→ 原文
----------------------------------------

2.4.3 sendAckUpstreamUnprotected

sendAckUpstream()方法会调用sendAckUpstreamUnprotected()方法发送响应给上游节点。

向上游节点发送的响应分为如下几种情况 :

  • 下游节点发送的是OOB消息, 则将下游节点的数据包响应原封不动地保存。
  • 如果从下游节点读取响应异常, 也就是mirrorError为true, 则将异常Status.MIRROR_ERROR_STATUS记录在数据包响应中。
  • 对于其他流程, 则将当前Datanode的状态放入数据包响应中。
/**
     * The wrapper for the unprotected version. This is only called by
     * the responder's run() method.
     *
     * @param ack Ack received from downstream
     * @param seqno sequence number of ack to be sent upstream
     * @param totalAckTimeNanos total ack time including all the downstream
     *          nodes
     * @param offsetInBlock offset in block for the data in packet
     * @param myHeader the local ack header
     */
private void sendAckUpstream(PipelineAck ack, long seqno,
                             long totalAckTimeNanos, long offsetInBlock,
                             int myHeader) throws IOException {
    try {
        // Wait for other sender to finish. Unless there is an OOB being sent,
        // the responder won't have to wait.
        synchronized(this) {
            while(sending) {
                wait();
            }
            sending = true;
        }

        try {
            if (!running) return;
            sendAckUpstreamUnprotected(ack, seqno, totalAckTimeNanos,
                                       offsetInBlock, myHeader);
        } finally {
            synchronized(this) {
                sending = false;
                notify();
            }
        }
    } catch (InterruptedException ie) {
        // The responder was interrupted. Make it go down without
        // interrupting the receiver(writer) thread.

----------------------------------------

→ 材料
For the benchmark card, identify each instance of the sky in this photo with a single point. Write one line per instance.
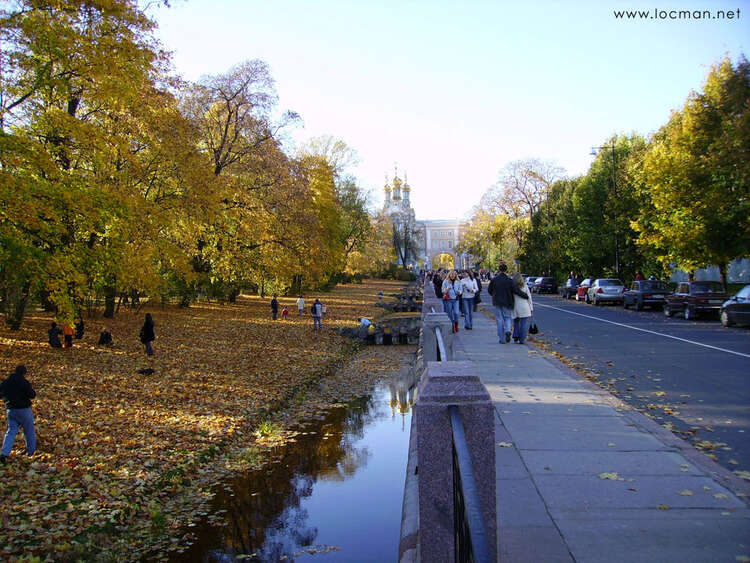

----------------------------------------

把上面讲 sendAckUpstreamUnprotected 的原文从头到尾重新写一遍，一字不改。

→ 任务回答
2.4.3 sendAckUpstreamUnprotected

sendAckUpstream()方法会调用sendAckUpstreamUnprotected()方法发送响应给上游节点。

向上游节点发送的响应分为如下几种情况 :

  • 下游节点发送的是OOB消息, 则将下游节点的数据包响应原封不动地保存。
  • 如果从下游节点读取响应异常, 也就是mirrorError为true, 则将异常Status.MIRROR_ERROR_STATUS记录在数据包响应中。
  • 对于其他流程, 则将当前Datanode的状态放入数据包响应中。
/**
     * The wrapper for the unprotected version. This is only called by
     * the responder's run() method.
     *
     * @param ack Ack received from downstream
     * @param seqno sequence number of ack to be sent upstream
     * @param totalAckTimeNanos total ack time including all the downstream
     *          nodes
     * @param offsetInBlock offset in block for the data in packet
     * @param myHeader the local ack header
     */
private void sendAckUpstream(PipelineAck ack, long seqno,
                             long totalAckTimeNanos, long offsetInBlock,
                             int myHeader) throws IOException {
    try {
        // Wait for other sender to finish. Unless there is an OOB being sent,
        // the responder won't have to wait.
        synchronized(this) {
            while(sending) {
                wait();
            }
            sending = true;
        }

        try {
            if (!running) return;
            sendAckUpstreamUnprotected(ack, seqno, totalAckTimeNanos,
                                       offsetInBlock, myHeader);
        } finally {
            synchronized(this) {
                sending = false;
                notify();
            }
        }
    } catch (InterruptedException ie) {
        // The responder was interrupted. Make it go down without
        // interrupting the receiver(writer) thread.